**Task instructions**
Reproduce all of the records in full, updating every occurrence of "instance" to "occurrence" and leaving everything else unchanged.

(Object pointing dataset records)
· · · · ·

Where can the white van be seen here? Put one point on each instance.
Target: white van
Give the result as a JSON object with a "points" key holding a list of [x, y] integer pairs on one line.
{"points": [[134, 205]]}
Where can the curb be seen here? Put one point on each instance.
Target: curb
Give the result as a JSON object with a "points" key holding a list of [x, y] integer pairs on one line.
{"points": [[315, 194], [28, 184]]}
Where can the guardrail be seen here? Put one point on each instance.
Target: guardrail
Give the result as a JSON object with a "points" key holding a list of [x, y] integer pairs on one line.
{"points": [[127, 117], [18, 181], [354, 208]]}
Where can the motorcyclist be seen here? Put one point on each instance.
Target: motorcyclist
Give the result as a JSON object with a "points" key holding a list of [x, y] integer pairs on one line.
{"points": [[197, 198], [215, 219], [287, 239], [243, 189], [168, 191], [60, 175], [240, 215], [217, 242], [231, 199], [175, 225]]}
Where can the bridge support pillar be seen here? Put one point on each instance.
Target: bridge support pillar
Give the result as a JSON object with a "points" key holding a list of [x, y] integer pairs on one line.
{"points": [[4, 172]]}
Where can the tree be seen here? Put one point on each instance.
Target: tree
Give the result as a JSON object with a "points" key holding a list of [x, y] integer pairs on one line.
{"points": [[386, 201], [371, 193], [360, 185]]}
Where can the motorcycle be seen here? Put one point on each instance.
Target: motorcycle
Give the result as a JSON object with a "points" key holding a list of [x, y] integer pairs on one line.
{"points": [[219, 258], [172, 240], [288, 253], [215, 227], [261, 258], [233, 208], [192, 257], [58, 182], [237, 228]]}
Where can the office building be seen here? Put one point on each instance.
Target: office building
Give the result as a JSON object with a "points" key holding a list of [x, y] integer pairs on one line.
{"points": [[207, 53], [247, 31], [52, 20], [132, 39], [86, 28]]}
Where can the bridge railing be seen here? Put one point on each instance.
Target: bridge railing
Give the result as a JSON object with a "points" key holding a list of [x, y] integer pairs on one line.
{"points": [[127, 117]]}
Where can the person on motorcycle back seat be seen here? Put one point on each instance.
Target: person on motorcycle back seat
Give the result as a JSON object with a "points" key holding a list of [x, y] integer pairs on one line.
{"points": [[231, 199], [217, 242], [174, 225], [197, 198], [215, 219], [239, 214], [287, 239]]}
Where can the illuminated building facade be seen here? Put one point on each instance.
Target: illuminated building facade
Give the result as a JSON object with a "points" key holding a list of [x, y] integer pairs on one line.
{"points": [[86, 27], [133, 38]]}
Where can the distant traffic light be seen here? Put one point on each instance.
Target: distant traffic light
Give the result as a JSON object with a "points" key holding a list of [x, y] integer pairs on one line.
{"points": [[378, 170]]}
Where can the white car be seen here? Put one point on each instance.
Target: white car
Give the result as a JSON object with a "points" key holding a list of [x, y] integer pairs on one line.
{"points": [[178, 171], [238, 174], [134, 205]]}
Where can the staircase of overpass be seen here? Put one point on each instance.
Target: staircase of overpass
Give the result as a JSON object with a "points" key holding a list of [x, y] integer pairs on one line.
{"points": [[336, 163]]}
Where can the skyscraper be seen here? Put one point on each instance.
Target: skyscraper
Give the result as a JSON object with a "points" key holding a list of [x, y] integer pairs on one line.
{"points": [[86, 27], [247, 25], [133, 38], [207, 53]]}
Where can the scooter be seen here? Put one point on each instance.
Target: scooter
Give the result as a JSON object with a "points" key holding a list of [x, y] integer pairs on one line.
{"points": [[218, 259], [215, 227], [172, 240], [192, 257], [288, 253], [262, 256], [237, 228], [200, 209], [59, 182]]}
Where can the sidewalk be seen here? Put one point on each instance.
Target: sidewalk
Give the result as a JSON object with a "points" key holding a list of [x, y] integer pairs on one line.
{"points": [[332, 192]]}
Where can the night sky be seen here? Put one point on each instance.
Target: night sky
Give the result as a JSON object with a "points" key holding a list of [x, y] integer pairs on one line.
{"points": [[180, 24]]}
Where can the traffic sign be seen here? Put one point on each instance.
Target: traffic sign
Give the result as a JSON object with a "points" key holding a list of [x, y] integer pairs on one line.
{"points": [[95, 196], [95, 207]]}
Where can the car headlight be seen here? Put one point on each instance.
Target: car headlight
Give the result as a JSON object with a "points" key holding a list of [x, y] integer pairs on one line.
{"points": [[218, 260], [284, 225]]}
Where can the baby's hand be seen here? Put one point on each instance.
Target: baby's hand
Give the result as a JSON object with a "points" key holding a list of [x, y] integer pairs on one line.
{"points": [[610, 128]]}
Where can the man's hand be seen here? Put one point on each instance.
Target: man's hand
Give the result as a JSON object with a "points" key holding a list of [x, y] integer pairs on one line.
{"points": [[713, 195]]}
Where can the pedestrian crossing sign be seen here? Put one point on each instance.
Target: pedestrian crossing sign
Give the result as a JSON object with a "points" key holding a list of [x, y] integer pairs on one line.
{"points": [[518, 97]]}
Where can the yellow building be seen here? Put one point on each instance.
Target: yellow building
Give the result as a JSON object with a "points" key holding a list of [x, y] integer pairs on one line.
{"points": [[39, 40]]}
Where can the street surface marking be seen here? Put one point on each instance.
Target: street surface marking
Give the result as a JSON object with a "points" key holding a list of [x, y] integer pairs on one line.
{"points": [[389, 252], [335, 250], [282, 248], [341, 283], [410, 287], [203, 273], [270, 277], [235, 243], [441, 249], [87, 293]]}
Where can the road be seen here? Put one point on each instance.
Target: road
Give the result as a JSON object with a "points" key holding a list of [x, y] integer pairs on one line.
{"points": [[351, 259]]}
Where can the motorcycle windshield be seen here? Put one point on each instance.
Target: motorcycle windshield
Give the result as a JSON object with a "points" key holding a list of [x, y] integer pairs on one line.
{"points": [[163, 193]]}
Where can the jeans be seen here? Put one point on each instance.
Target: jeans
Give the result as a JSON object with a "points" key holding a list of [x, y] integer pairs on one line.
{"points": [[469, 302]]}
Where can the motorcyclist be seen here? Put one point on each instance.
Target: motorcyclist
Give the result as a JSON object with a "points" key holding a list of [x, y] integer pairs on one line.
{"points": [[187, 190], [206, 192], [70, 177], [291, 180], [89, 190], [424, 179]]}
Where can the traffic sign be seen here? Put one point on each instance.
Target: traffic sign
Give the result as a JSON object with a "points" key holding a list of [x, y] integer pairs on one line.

· · · · ·

**Problem solution**
Where can the white van be seen here? Put one point on each occurrence.
Target: white van
Give the result as a JSON object with a "points" key holding a list of [x, y] integer pairs on one line.
{"points": [[134, 205]]}
Where can the curb be seen here? Put one point on each occurrence.
Target: curb
Give the result as a JSON object with a "points" key holding a list of [x, y] integer pairs on one line.
{"points": [[315, 194], [28, 184]]}
Where can the guardrail be seen here? Put one point on each occurrence.
Target: guardrail
Give the result as a JSON object with a "points" key holding a list of [x, y] integer pairs on one line.
{"points": [[127, 117], [18, 181], [354, 208]]}
Where can the motorcyclist be seen here? Put one point on each occurrence.
Target: motorcyclist
Give the result as a JSON object with a "points" key holding a list of [x, y] integer pairs on one line.
{"points": [[197, 198], [215, 219], [287, 239], [243, 189], [168, 191], [60, 175], [240, 215], [217, 242], [231, 199], [175, 225]]}
Where can the bridge support pillar be seen here? Put one point on each occurrence.
Target: bridge support pillar
Give the result as a JSON object with a "points" key holding a list of [x, y] integer pairs on one line.
{"points": [[4, 172]]}
Where can the tree be seen here? Put one point on each occurrence.
Target: tree
Give the result as a JSON object with a "points" key holding a list of [x, y] integer pairs on one line.
{"points": [[386, 201], [371, 193], [360, 185]]}
Where can the motorcycle be seen here? Put one point on each occurrence.
Target: motorcycle
Give the result as a JSON object with a "points" key holding a list of [x, y] integer pairs on one line.
{"points": [[219, 258], [172, 240], [288, 253], [215, 227], [261, 258], [233, 208], [192, 257], [58, 182], [237, 228]]}
Where can the office building be seen here? Put one point on each occurrence.
Target: office building
Give the result as a JSON object with a "points" key holding a list of [x, y] integer pairs on one line.
{"points": [[207, 53], [247, 31], [52, 20], [132, 39], [86, 28]]}
Where can the bridge railing be seen here? Put one point on each occurrence.
Target: bridge railing
Give the result as a JSON object with a "points" key holding a list of [x, y] integer pairs on one line.
{"points": [[127, 117]]}
Where can the person on motorcycle back seat be seen here? Put one point on each occurrence.
Target: person on motorcycle back seat
Give the result as a JSON object with a "points" key holding a list of [x, y] integer pairs on one line.
{"points": [[231, 199], [217, 242], [174, 225], [197, 198], [215, 219], [239, 214], [287, 239]]}
Where can the illuminated building facade be seen here? Put one point on each occurrence.
Target: illuminated building facade
Give the result as a JSON object with a "points" key holding a list of [x, y] integer pairs on one line.
{"points": [[86, 27], [133, 38]]}
Where can the distant traffic light be seen here? Put one point on each occurrence.
Target: distant traffic light
Give the result as a JSON object with a "points" key holding a list of [x, y] integer pairs on one line.
{"points": [[378, 170]]}
Where can the white car be seen here? Put one point on each occurrence.
Target: white car
Give the result as a JSON object with a "points" key holding a list of [x, y] integer pairs on one line.
{"points": [[178, 171], [238, 174], [134, 205]]}
Where can the staircase of overpass be seen here? Put one point on each occurrence.
Target: staircase of overpass
Give the result as a JSON object with a "points" key holding a list of [x, y] integer pairs on one line.
{"points": [[336, 163]]}
Where can the skyscraper be seen here? Put one point on each occurrence.
Target: skyscraper
Give the result as a JSON object with a "points" key holding a list of [x, y] integer pairs on one line.
{"points": [[86, 27], [247, 25], [133, 38], [207, 53]]}
Where can the scooter be seen here? Put one point on each occurrence.
Target: scooter
Give the result as a JSON object with a "points" key holding a list of [x, y] integer pairs on one line.
{"points": [[218, 259], [215, 227], [172, 240], [192, 257], [288, 253], [262, 256], [237, 228], [200, 209], [59, 182]]}
Where can the sidewalk be seen here? Put one point on each occurrence.
Target: sidewalk
Give the result as a JSON object with a "points" key holding a list of [x, y] integer pairs on one line.
{"points": [[332, 192]]}
Where can the night sky be seen here? Put one point on each occurrence.
Target: night sky
Give the result as a JSON object with a "points" key holding a list of [x, y] integer pairs on one line.
{"points": [[180, 24]]}
Where can the traffic sign be seen here? Put one point on each occurrence.
Target: traffic sign
Give the result as a JSON object with a "points" key holding a list of [x, y] integer pairs on one line.
{"points": [[95, 196], [95, 207]]}
Where can the car headlight be seen here? Put one point on each occurrence.
Target: car headlight
Give the result as a JSON object with a "points" key holding a list of [x, y] integer pairs on one line.
{"points": [[218, 260], [284, 225]]}
Where can the baby's hand be seen here? Put one point on each occurrence.
Target: baby's hand
Give the result as a JSON object with a "points" key holding a list of [x, y] integer pairs on one line.
{"points": [[610, 128]]}
Where can the man's hand be seen here? Put one point on each occurrence.
Target: man's hand
Give the result as a JSON object with a "points" key holding a list of [x, y] integer pairs on one line.
{"points": [[713, 195]]}
Where can the pedestrian crossing sign be seen here? Put one point on each occurrence.
Target: pedestrian crossing sign
Give the result as a JSON object with a "points" key holding a list of [x, y] integer pairs on one line.
{"points": [[518, 97]]}
Where can the yellow building be seen here? Put one point on each occurrence.
Target: yellow building
Give the result as a JSON object with a "points" key holding a list of [x, y] integer pairs on one line.
{"points": [[39, 40]]}
Where can the street surface marking be seen here? Put one point on each occurrence.
Target: street surface marking
Give the result as a JSON object with a "points" key holding a list of [x, y] integer pairs on one line.
{"points": [[389, 252], [335, 250], [282, 248], [341, 283], [410, 287], [203, 273], [270, 277], [235, 243], [441, 249], [87, 293]]}
Where can the road be seen here? Put one point on each occurrence.
Target: road
Give the result as a JSON object with a "points" key holding a list of [x, y] integer pairs on one line.
{"points": [[351, 259]]}
Where can the motorcycle windshield be seen here? Put one point on each occurrence.
Target: motorcycle windshield
Give the result as a JSON object with a "points" key holding a list of [x, y] integer pairs on one line.
{"points": [[163, 193]]}
Where can the jeans be seen here? Put one point on each occurrence.
Target: jeans
Give the result as a JSON object with a "points" key holding a list of [x, y] integer pairs on one line.
{"points": [[469, 302]]}
Where can the motorcyclist be seen here? Put one point on each occurrence.
Target: motorcyclist
Give the result as a JSON object with a "points" key holding a list of [x, y] integer pairs on one line.
{"points": [[187, 190], [206, 192], [70, 177], [291, 180], [89, 190], [424, 179]]}
Where can the traffic sign be seen here? Put one point on each occurrence.
Target: traffic sign
Give the result as a JSON object with a "points" key holding a list of [x, y] integer pairs on one line.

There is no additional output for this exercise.